• WHAT TO DO: Please copy the text below, on conjunction and disjunction on the right and left of an implication, in full and without changing a single word or symbol.

• EXTRACT:
Conjunction on Right

Formulation 1

$p \implies q \vdash \left({p \land r}\right) \implies \left ({q \land r}\right)$

Formulation 2

$\vdash \left({p \implies q}\right) \implies \left({\left({p \land r}\right) \implies \left ({q \land r}\right)}\right)$


Conjunction on Left

Formulation 1

$p \implies q \vdash \left({r \land p}\right) \implies \left ({r \land q}\right)$

Formulation 2

$\vdash \left({p \implies q}\right) \implies \left({\left({r \land p}\right) \implies \left ({r \land q}\right)}\right)$


Disjunction on Right

Formulation 1

$p \implies q \vdash \paren {p \lor r} \implies \paren {q \lor r}$

Formulation 2

$\vdash \left({p \implies q}\right) \implies \left({\left({p \lor r}\right) \implies \left ({q \lor r}\right)}\right)$


Disjunction on Left

Formulation 1

$p \implies q \vdash \left({r \lor p}\right) \implies \left ({r \lor q}\right)$

Formulation 2

$\vdash \left({p \implies q}\right) \implies \left({\left({r \lor p}\right) \implies \left ({r \lor q}\right)}\right)$

• INFORMATION SUPPLIED:
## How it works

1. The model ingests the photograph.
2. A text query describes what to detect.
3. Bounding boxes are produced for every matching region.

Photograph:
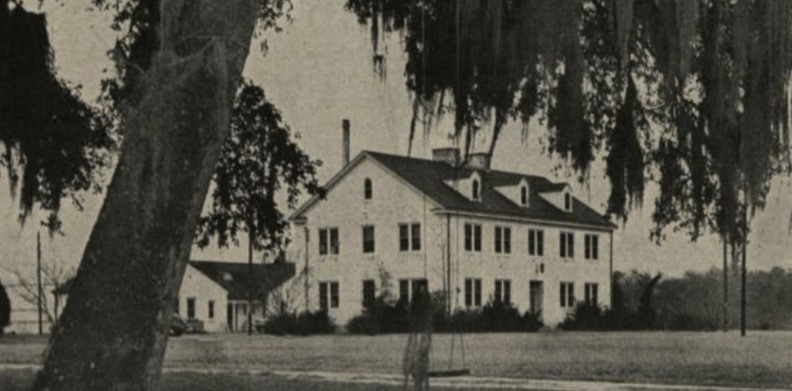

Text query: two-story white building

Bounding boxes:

• SOLUTION TO THIS PROBLEM:
Conjunction on Right

Formulation 1

$p \implies q \vdash \left({p \land r}\right) \implies \left ({q \land r}\right)$

Formulation 2

$\vdash \left({p \implies q}\right) \implies \left({\left({p \land r}\right) \implies \left ({q \land r}\right)}\right)$


Conjunction on Left

Formulation 1

$p \implies q \vdash \left({r \land p}\right) \implies \left ({r \land q}\right)$

Formulation 2

$\vdash \left({p \implies q}\right) \implies \left({\left({r \land p}\right) \implies \left ({r \land q}\right)}\right)$


Disjunction on Right

Formulation 1

$p \implies q \vdash \paren {p \lor r} \implies \paren {q \lor r}$

Formulation 2

$\vdash \left({p \implies q}\right) \implies \left({\left({p \lor r}\right) \implies \left ({q \lor r}\right)}\right)$


Disjunction on Left

Formulation 1

$p \implies q \vdash \left({r \lor p}\right) \implies \left ({r \lor q}\right)$

Formulation 2

$\vdash \left({p \implies q}\right) \implies \left({\left({r \lor p}\right) \implies \left ({r \lor q}\right)}\right)$